Article –
I think you're right! All of the polygomous relationships were without romance or much worse, abusive. Obviously he does not value polygamy. But anyone with an interest in women's rights, can't.
It is difficult for me to think how a lifelong covenant can be upheld with more than one partner at the same time. But that speaks to my ideas of marriage. Probably very Western.
Laila's parents were a weird mix in that way. Her dad was for women's education and absorbed by learning and literature. Was there any reference to him being religous? Yet his wife supported religious fundamentalists because her sons went off to fight the secular state.
I think he has a notion that people, in whatever combination, should be together because they love each other. They shouldn't be together because one of them (the dude) needs some domestic slaves (wives) who will give him a bunch of sons and variety in his sex life!
I don't recall any specific references to Laila's dad being religious.
Laila's mom was a really interesting character. She seemed at some level to appreciate her daughter, but she had so internalized this idea that sons are more important, that you're not really a worthwhile woman unless you have given birth to a man, that she just shut down when her sons (her self-worth) were taken from her. Her dead sons were more important to her than her living daughter who desperately needed her. Grief is one thing, but this woman was going to be a lifelong emotional cripple because of the sexism she had internalized.
She and her husband (Hakim) were close at one time. Theirs was a love match, but somewhere along the line she saw that this brainy man of her dreams couldn't protect her from the bitterness of life, and she kind of turned on him and elevated their brawny sons. One of the funniest (and saddest) lines in the book is when she's glorifying the boys, saying how they took care of everything, they got things done: "but if you have a book that needs urgent reading," she said, "then Hakim is your man."

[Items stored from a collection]
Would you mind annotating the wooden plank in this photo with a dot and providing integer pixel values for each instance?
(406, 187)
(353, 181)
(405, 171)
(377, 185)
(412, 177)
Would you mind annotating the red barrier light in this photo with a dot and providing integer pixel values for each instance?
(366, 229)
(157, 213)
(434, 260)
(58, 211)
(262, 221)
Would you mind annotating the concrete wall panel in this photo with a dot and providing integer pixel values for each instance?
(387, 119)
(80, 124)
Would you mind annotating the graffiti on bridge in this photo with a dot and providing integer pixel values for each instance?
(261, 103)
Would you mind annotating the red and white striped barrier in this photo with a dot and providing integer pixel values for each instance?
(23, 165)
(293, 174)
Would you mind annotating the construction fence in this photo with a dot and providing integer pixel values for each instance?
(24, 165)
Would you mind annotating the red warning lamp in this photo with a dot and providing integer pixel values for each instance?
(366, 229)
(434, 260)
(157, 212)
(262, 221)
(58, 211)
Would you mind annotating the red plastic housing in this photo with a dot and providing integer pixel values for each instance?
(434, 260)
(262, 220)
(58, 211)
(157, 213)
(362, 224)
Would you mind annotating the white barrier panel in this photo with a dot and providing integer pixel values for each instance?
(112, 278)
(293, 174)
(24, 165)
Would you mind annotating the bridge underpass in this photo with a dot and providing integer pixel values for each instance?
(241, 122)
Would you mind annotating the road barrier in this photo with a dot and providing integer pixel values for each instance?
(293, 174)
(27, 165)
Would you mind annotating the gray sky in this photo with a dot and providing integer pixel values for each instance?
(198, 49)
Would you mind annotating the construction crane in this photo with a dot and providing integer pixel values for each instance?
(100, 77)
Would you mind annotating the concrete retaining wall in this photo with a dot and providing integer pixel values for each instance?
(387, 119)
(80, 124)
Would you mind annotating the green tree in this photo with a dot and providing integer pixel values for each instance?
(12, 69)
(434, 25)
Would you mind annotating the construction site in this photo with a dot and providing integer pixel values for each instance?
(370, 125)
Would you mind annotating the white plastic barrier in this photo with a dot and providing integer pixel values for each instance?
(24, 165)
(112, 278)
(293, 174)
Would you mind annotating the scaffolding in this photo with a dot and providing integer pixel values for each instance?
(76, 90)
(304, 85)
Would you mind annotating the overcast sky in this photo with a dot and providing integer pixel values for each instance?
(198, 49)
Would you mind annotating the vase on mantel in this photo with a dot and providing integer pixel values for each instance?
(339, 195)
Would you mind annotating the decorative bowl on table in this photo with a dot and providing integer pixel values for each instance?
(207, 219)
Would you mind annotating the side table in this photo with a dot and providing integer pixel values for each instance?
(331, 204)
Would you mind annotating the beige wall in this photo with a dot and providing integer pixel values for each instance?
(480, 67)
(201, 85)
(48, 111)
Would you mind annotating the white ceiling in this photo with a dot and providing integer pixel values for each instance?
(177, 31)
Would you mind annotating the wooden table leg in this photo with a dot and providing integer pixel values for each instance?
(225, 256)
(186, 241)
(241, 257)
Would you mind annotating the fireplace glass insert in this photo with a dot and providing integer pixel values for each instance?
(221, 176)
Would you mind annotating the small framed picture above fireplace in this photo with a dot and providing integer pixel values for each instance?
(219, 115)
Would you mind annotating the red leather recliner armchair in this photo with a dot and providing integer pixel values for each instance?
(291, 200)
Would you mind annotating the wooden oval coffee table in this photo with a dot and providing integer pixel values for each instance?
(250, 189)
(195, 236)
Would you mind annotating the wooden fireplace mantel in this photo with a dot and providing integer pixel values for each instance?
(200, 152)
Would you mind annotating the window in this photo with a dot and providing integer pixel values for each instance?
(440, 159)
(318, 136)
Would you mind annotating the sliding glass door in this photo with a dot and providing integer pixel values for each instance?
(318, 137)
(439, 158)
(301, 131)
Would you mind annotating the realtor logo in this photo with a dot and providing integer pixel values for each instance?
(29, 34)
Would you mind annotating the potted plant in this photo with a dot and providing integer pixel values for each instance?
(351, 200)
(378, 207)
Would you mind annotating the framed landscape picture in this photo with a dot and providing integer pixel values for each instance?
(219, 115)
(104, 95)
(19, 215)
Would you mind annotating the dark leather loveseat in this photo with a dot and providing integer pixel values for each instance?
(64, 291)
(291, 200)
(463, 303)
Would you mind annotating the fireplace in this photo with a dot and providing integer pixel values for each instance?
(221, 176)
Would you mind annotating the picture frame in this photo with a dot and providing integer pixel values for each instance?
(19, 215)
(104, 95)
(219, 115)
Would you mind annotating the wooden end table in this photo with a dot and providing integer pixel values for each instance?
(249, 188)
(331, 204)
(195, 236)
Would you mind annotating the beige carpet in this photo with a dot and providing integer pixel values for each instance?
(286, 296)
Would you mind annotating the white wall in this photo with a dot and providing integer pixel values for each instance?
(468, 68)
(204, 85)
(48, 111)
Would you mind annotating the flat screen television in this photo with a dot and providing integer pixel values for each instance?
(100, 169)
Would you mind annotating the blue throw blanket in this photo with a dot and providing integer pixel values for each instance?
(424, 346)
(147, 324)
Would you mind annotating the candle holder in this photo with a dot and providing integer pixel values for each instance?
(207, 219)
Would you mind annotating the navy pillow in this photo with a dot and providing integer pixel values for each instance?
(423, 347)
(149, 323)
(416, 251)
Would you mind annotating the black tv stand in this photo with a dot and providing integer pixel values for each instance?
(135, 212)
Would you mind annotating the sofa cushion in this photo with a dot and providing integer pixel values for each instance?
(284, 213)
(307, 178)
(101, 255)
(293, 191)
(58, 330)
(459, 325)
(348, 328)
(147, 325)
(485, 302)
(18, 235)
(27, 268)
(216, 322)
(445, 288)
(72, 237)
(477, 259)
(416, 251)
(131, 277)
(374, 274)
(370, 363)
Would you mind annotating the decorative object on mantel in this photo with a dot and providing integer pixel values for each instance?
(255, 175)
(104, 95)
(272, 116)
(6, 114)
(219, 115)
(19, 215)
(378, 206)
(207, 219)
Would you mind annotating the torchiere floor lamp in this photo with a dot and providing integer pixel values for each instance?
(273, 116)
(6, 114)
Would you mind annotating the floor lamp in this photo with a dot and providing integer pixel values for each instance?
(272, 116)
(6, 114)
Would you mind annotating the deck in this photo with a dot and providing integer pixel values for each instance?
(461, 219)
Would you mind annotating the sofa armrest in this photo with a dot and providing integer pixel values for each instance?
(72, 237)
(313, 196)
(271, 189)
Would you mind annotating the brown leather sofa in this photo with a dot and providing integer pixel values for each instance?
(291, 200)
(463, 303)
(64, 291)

--

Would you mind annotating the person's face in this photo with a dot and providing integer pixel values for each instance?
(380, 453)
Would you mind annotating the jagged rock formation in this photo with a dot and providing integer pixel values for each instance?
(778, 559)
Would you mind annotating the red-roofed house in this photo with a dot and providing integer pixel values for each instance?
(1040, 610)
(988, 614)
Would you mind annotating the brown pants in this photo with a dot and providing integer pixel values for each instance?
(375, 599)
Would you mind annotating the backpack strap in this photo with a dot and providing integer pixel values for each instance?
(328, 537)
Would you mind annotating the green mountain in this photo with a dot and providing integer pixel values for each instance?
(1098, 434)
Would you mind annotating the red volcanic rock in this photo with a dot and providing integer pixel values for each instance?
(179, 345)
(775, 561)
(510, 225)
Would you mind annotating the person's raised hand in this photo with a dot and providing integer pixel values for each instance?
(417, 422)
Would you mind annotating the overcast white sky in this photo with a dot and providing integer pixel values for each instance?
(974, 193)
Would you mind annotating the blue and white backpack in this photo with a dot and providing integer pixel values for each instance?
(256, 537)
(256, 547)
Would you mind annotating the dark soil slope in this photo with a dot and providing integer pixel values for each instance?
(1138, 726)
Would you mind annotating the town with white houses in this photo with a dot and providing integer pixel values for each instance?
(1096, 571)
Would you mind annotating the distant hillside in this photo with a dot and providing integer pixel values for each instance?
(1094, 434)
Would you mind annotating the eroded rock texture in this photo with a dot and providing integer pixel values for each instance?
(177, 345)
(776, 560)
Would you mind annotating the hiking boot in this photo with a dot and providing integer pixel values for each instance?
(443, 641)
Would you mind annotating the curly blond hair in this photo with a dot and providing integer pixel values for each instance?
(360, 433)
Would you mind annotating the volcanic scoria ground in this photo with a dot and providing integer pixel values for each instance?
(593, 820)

Request A – Copy the passage of the book discussion from "I think you're" to "Probably very Western.".
Request B – Locate every line in the records that contains the word "concrete", and copy each of those lines.

Task output A –
I think you're right! All of the polygomous relationships were without romance or much worse, abusive. Obviously he does not value polygamy. But anyone with an interest in women's rights, can't.
It is difficult for me to think how a lifelong covenant can be upheld with more than one partner at the same time. But that speaks to my ideas of marriage. Probably very Western.

Task output B –
Would you mind annotating the concrete wall panel in this photo with a dot and providing integer pixel values for each instance?
Would you mind annotating the concrete retaining wall in this photo with a dot and providing integer pixel values for each instance?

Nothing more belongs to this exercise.